Sunday, June 30, 2013

Johannes Carl Muenck, a.k.a. "John Monk", in Hammond, New York

I just thought I’d add one more family history road trip related post. On the first day of our trip, I noticed as we were driving through upstate New York that we were passing through the town of Hammond, where I recalled that my four times great grandfather Johannes Carl Muenck, known at that time as John Monk, had lived. It appears that John Monk, who fought in the Revolutionary War on the American side, was likely one and the same as Johannes Carl Muenck, a German who had originally come to America as a “Hessian” soldier to fight on the side of the British. He apparently switched sides, which seemed to happen with some regularity once the German soliders were apprised of real intentions of the British, i.e. not to help the colonists, but to suppress their revolution. As I have said before, the Monk family on my tree is quite complex, and I hope to devote more time to researching and unravelling it.

On the way back home, as we were again passing through Hammond, my sister noticed the Hammond Historical Society, and that it was open. We had often encountered museums and sites which were closed on the days we visited, so we felt we should take this opportunity and make one last visit. We were warmly greeted by Donna Demick, the Town Historian, who gave us a tour of the museum and the Civil War era stone house. (See I took some time to ascertain when John Monk had lived in Hammond, utilizing the Ancestry app on my iPad, and it appeared that it was at most two years, i.e. from 1825 when he appeared on the New York State Census as living in Oppenheim, New York, and 1827, the year he moved from Hammond to Watertown, New York. Donna checked but could find no record of John, particularly as he had only lived there briefly, and was not born and didn’t die there. The only record I had was from a letter in his Revolutionary War Pension file stating that he had moved from Hammond in 1827. This turned out to be the year the town was incorporated.

#### Given records:
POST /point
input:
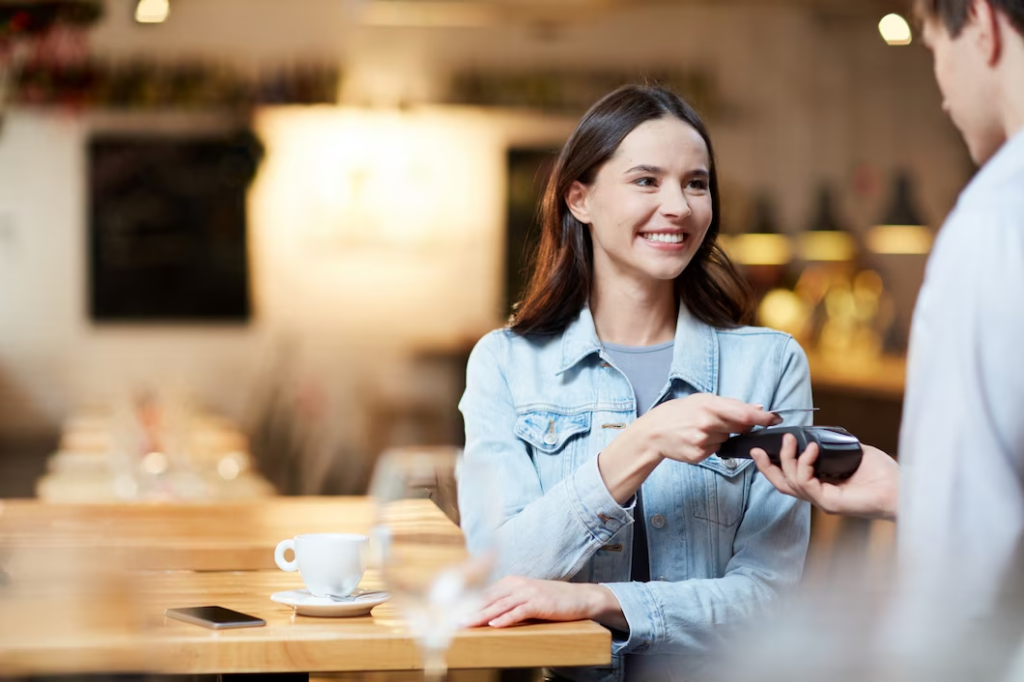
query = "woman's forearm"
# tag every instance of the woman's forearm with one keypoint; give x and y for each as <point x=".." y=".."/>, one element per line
<point x="605" y="608"/>
<point x="626" y="464"/>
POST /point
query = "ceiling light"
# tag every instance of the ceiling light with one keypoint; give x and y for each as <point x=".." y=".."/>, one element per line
<point x="153" y="11"/>
<point x="895" y="30"/>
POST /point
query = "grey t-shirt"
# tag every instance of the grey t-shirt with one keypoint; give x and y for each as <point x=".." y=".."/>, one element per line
<point x="647" y="370"/>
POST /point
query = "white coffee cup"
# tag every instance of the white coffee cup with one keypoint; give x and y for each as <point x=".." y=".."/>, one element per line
<point x="331" y="563"/>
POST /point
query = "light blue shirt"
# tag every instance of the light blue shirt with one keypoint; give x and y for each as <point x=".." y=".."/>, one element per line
<point x="723" y="542"/>
<point x="962" y="443"/>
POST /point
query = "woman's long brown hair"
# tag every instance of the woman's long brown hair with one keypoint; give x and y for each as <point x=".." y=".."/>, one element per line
<point x="562" y="268"/>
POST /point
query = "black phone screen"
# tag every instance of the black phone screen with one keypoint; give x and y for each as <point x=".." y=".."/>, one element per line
<point x="217" y="615"/>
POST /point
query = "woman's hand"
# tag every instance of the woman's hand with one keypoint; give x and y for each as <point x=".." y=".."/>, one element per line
<point x="688" y="429"/>
<point x="691" y="429"/>
<point x="871" y="492"/>
<point x="514" y="599"/>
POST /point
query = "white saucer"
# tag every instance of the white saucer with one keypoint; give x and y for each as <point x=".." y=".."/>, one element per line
<point x="306" y="604"/>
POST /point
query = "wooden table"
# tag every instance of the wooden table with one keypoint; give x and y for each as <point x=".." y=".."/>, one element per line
<point x="201" y="537"/>
<point x="87" y="587"/>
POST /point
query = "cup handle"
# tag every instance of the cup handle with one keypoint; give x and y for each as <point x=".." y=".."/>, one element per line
<point x="279" y="556"/>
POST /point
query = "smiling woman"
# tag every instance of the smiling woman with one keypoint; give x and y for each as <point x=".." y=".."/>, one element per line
<point x="601" y="406"/>
<point x="650" y="118"/>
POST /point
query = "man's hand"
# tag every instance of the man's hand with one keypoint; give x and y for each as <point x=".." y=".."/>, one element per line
<point x="871" y="492"/>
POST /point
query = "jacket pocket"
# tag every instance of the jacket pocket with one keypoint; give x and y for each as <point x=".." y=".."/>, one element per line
<point x="548" y="432"/>
<point x="725" y="491"/>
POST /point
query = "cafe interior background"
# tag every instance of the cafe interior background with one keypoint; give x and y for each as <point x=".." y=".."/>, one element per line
<point x="296" y="218"/>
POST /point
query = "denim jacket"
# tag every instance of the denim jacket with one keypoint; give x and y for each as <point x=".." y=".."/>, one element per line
<point x="723" y="542"/>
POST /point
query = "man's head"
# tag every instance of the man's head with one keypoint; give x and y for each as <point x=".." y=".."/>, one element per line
<point x="978" y="46"/>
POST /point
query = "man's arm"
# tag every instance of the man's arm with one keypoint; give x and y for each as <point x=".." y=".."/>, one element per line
<point x="872" y="492"/>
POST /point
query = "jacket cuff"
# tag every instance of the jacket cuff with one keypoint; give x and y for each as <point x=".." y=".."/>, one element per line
<point x="593" y="504"/>
<point x="643" y="615"/>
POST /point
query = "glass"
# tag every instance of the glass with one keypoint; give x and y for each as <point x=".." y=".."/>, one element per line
<point x="436" y="583"/>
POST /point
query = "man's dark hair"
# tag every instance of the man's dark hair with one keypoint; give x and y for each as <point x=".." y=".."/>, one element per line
<point x="953" y="13"/>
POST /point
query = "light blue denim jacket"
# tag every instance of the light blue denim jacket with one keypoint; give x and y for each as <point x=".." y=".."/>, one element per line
<point x="723" y="542"/>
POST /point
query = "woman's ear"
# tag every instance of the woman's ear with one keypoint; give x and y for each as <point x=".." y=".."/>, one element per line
<point x="576" y="200"/>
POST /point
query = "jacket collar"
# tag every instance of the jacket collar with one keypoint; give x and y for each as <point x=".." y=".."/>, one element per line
<point x="694" y="354"/>
<point x="1007" y="162"/>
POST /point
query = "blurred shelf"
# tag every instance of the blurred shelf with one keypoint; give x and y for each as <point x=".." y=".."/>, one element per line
<point x="883" y="377"/>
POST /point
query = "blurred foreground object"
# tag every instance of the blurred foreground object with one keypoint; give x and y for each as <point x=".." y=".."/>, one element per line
<point x="436" y="584"/>
<point x="86" y="587"/>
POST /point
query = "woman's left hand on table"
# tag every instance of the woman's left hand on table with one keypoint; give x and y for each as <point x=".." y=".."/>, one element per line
<point x="515" y="599"/>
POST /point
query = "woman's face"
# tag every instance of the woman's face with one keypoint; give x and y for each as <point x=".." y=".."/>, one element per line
<point x="649" y="205"/>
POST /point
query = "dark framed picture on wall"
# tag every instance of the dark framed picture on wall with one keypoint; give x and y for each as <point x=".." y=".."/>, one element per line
<point x="168" y="226"/>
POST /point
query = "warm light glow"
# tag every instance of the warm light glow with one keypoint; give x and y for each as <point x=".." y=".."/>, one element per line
<point x="153" y="11"/>
<point x="758" y="249"/>
<point x="386" y="223"/>
<point x="155" y="463"/>
<point x="228" y="468"/>
<point x="826" y="246"/>
<point x="895" y="30"/>
<point x="784" y="310"/>
<point x="428" y="14"/>
<point x="902" y="240"/>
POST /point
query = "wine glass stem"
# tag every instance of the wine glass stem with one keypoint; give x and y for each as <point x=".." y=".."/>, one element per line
<point x="434" y="665"/>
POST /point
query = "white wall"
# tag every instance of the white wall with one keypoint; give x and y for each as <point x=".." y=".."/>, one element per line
<point x="813" y="97"/>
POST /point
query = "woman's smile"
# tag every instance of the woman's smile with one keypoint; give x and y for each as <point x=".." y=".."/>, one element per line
<point x="666" y="240"/>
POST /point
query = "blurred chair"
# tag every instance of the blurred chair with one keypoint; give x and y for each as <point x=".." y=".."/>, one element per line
<point x="443" y="491"/>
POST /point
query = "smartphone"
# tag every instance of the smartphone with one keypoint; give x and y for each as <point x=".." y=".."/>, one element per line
<point x="216" y="617"/>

#### Actions to take:
a – List every New York community named in the John Monk blog post as a place where John Monk lived.
b – Resume the John Monk blog post, starting right after its final sentence about the year Hammond was incorporated.
The entries come from a separate source and have no connection to the John Monk blog post.

#### Responses for each task:
a – Hammond, Oppenheim, Watertown

b –
Hammond Stone House Interior
(photographed by Sherry)
Loom in Stone House Attick
(photographed by Sherry)
Exterior of Stone House
(Photographed by Sherry)

It was nevertheless a pleasure to visit the museum and the stone house, as we were able to see a typical Civil War era house in Northern New York, where so many of our ancestors lived at that time. We were also shown household articles, books, photos, toys, and clothing of various eras. Donna allowed us, including my two-year-old niece, to touch these items and to explore to our hearts’ content. She even modelled some of the old clothes for us. Thank you, Donna, for sharing your hospitality and joy in your town’s past. Again, I am feeling so indebted to historical societies everywhere for their diligence in preserving and sharing the world’s heritage, which is so easily lost.